DIRECTIONS:
Reproduce all the entries precisely.
--- TASK INPUT ---
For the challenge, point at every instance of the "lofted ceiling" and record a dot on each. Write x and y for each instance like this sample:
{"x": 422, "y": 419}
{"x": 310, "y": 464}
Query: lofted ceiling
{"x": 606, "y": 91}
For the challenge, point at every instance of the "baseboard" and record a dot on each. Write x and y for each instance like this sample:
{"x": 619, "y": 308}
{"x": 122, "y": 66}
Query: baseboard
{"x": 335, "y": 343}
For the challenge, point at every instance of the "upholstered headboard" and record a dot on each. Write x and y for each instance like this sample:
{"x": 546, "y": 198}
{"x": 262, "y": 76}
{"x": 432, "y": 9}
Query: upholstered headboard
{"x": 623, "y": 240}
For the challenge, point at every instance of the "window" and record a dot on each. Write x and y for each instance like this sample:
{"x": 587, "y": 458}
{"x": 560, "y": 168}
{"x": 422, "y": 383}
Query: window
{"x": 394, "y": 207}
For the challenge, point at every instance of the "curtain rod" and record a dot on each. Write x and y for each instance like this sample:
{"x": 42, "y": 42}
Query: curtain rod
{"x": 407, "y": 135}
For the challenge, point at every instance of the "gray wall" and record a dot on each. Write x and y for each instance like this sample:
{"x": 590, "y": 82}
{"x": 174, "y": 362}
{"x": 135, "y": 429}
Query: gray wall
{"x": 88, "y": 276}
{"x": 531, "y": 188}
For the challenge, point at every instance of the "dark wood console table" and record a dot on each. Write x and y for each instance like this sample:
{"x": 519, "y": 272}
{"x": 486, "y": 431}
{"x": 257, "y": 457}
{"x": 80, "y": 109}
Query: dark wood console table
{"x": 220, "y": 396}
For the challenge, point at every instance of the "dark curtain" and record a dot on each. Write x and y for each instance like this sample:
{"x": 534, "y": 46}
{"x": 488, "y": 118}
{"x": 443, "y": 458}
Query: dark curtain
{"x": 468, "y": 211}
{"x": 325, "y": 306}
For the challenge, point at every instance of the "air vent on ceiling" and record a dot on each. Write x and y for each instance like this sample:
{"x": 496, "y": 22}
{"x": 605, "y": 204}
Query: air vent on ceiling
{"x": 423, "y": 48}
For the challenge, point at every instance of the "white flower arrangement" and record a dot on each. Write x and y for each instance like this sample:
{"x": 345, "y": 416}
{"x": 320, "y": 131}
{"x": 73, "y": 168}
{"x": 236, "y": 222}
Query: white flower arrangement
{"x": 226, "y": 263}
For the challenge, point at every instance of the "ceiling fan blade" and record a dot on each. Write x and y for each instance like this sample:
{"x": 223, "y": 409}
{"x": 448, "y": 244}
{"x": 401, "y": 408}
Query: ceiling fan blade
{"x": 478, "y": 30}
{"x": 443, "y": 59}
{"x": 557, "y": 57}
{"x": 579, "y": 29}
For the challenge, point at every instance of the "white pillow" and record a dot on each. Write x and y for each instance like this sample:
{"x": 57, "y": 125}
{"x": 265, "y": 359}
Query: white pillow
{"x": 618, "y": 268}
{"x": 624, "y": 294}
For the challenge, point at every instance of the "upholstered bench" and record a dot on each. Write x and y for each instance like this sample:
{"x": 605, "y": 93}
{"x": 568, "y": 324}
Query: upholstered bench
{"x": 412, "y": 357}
---
THE ANSWER:
For the challenge, point at every instance of the "lofted ceiling" and record a dot on each. Write x and y for each instance like this sample:
{"x": 422, "y": 419}
{"x": 310, "y": 464}
Query: lofted ceiling
{"x": 606, "y": 91}
For the challenge, point at every instance of the "baseboard" and record a dot on each. Write x and y for each instance like this sample:
{"x": 619, "y": 308}
{"x": 122, "y": 66}
Query: baseboard
{"x": 335, "y": 343}
For the challenge, point at every instance of the "upholstered headboard" and record a dot on each. Write x and y for each instance like this sample:
{"x": 546, "y": 198}
{"x": 262, "y": 76}
{"x": 432, "y": 9}
Query: upholstered headboard
{"x": 623, "y": 240}
For the challenge, point at every instance of the "window" and record a dot on each. Write x and y for each instance like this sample:
{"x": 587, "y": 458}
{"x": 560, "y": 168}
{"x": 422, "y": 383}
Query: window
{"x": 394, "y": 207}
For the challenge, point at every instance of the "curtain rod" and record a dot on each. Write x and y for each instance like this sample:
{"x": 42, "y": 42}
Query: curtain rod
{"x": 407, "y": 135}
For the challenge, point at every instance of the "gray wall" and record a dot on each. Write x and y for each instance like this sample:
{"x": 590, "y": 82}
{"x": 174, "y": 362}
{"x": 135, "y": 429}
Query: gray wall
{"x": 88, "y": 276}
{"x": 531, "y": 188}
For the challenge, point at every instance of the "dark wood console table" and record a dot on each. Write x and y for each instance like this sample:
{"x": 519, "y": 272}
{"x": 486, "y": 431}
{"x": 257, "y": 457}
{"x": 80, "y": 109}
Query: dark wood console table
{"x": 220, "y": 396}
For the challenge, point at every instance of the "dark curtain" and record a dot on each. Write x and y for each instance like this sample:
{"x": 534, "y": 46}
{"x": 488, "y": 118}
{"x": 443, "y": 458}
Query: dark curtain
{"x": 468, "y": 211}
{"x": 325, "y": 306}
For the challenge, point at every instance of the "air vent on ceiling" and record a dot on each. Write x and y for each instance like this sample:
{"x": 496, "y": 22}
{"x": 605, "y": 204}
Query: air vent on ceiling
{"x": 423, "y": 48}
For the challenge, point at every instance of the "white flower arrangement" and record a dot on each. Write x and y for each instance like this sample:
{"x": 345, "y": 416}
{"x": 320, "y": 131}
{"x": 73, "y": 168}
{"x": 236, "y": 222}
Query: white flower arrangement
{"x": 226, "y": 263}
For the challenge, point at every instance of the "ceiling fan blade" and record a dot on each. Write x and y for each instance like this sample:
{"x": 223, "y": 409}
{"x": 448, "y": 244}
{"x": 401, "y": 408}
Query: ceiling fan blade
{"x": 478, "y": 30}
{"x": 443, "y": 59}
{"x": 557, "y": 57}
{"x": 579, "y": 29}
For the challenge, point at every instance of the "white pillow" and record a dot on each. Write x and y for each instance like this sample:
{"x": 57, "y": 125}
{"x": 265, "y": 359}
Query: white pillow
{"x": 618, "y": 268}
{"x": 624, "y": 294}
For the challenge, point at every instance of the "upholstered bench" and record a dot on each. Write x and y for each instance like this sample:
{"x": 605, "y": 93}
{"x": 568, "y": 324}
Query: upholstered bench
{"x": 412, "y": 357}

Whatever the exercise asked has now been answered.